Data provided:
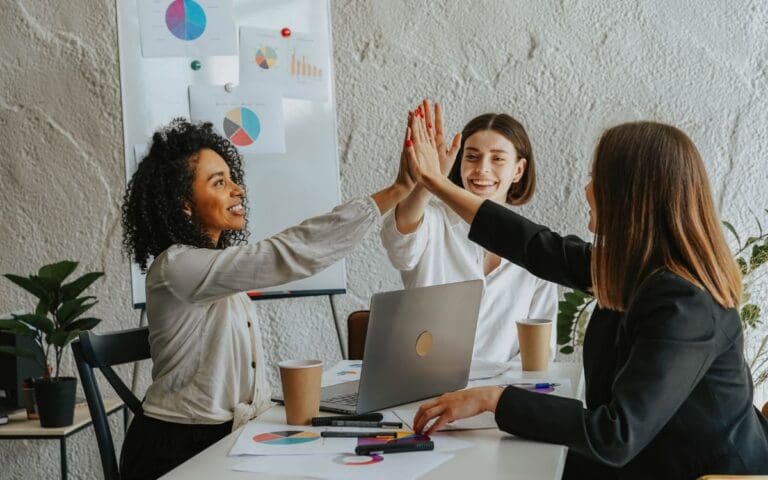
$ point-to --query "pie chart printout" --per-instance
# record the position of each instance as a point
(266, 58)
(290, 437)
(185, 19)
(242, 126)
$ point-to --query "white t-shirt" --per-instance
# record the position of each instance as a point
(208, 361)
(439, 251)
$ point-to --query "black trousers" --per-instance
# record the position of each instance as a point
(153, 447)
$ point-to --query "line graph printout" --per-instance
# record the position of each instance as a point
(250, 116)
(179, 28)
(299, 63)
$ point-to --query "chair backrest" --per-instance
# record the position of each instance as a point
(102, 351)
(357, 329)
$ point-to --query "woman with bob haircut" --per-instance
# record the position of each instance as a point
(185, 211)
(427, 242)
(668, 392)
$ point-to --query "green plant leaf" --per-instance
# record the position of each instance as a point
(71, 309)
(82, 324)
(733, 231)
(18, 351)
(750, 315)
(40, 322)
(57, 271)
(743, 267)
(61, 338)
(11, 325)
(32, 286)
(73, 289)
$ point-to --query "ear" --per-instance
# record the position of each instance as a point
(522, 163)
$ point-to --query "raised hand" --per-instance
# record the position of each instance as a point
(423, 159)
(447, 154)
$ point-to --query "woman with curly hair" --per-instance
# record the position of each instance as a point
(185, 209)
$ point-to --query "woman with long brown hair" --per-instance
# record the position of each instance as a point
(668, 392)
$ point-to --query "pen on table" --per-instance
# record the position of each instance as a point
(395, 447)
(326, 421)
(365, 423)
(535, 386)
(347, 434)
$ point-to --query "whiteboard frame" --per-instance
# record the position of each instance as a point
(150, 96)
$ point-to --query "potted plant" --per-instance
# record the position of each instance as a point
(53, 325)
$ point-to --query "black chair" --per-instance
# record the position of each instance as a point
(102, 351)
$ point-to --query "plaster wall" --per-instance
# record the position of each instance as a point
(567, 69)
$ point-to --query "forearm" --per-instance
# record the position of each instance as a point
(390, 196)
(410, 211)
(464, 203)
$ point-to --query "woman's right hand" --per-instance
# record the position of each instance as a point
(423, 157)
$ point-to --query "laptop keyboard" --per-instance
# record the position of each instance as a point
(345, 399)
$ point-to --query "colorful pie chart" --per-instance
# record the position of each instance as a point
(266, 57)
(185, 19)
(242, 126)
(290, 437)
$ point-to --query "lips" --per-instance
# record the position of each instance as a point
(237, 209)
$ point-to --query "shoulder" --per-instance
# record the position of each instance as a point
(667, 305)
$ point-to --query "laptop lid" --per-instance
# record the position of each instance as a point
(419, 344)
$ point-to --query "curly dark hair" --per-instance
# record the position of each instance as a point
(153, 206)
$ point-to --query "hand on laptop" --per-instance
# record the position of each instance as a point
(454, 406)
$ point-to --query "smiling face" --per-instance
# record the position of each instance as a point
(490, 165)
(217, 200)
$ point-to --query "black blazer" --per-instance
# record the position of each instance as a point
(668, 392)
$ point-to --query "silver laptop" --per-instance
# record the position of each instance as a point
(419, 345)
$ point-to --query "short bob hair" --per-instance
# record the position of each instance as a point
(654, 211)
(154, 202)
(520, 192)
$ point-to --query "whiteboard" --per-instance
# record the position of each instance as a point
(282, 189)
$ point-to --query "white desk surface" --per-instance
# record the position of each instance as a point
(494, 454)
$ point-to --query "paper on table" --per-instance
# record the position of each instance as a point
(487, 369)
(344, 371)
(401, 466)
(259, 438)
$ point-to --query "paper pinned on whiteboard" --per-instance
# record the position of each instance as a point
(250, 116)
(300, 64)
(184, 28)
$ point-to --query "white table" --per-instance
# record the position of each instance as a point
(494, 454)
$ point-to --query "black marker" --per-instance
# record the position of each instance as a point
(393, 447)
(326, 421)
(347, 434)
(365, 424)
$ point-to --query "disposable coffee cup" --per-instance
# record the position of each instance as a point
(533, 334)
(301, 390)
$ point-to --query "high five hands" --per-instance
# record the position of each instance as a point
(428, 156)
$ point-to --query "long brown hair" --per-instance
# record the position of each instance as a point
(521, 191)
(655, 212)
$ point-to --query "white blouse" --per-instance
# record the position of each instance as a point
(205, 341)
(439, 251)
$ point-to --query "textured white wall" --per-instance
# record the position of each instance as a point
(567, 69)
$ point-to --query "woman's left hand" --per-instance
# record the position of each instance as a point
(453, 406)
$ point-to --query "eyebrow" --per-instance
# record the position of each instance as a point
(496, 150)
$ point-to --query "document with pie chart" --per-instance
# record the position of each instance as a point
(179, 28)
(300, 63)
(249, 116)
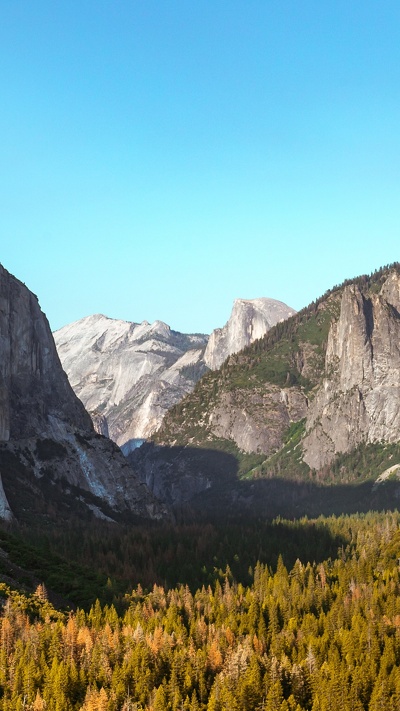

Required work: Find each line in the items that contains the string "brown" and copy it out. Case counts.

Result:
$ point-to --query "woman with long brown hair" --per-instance
$ point-to --query "long brown hair" --per-instance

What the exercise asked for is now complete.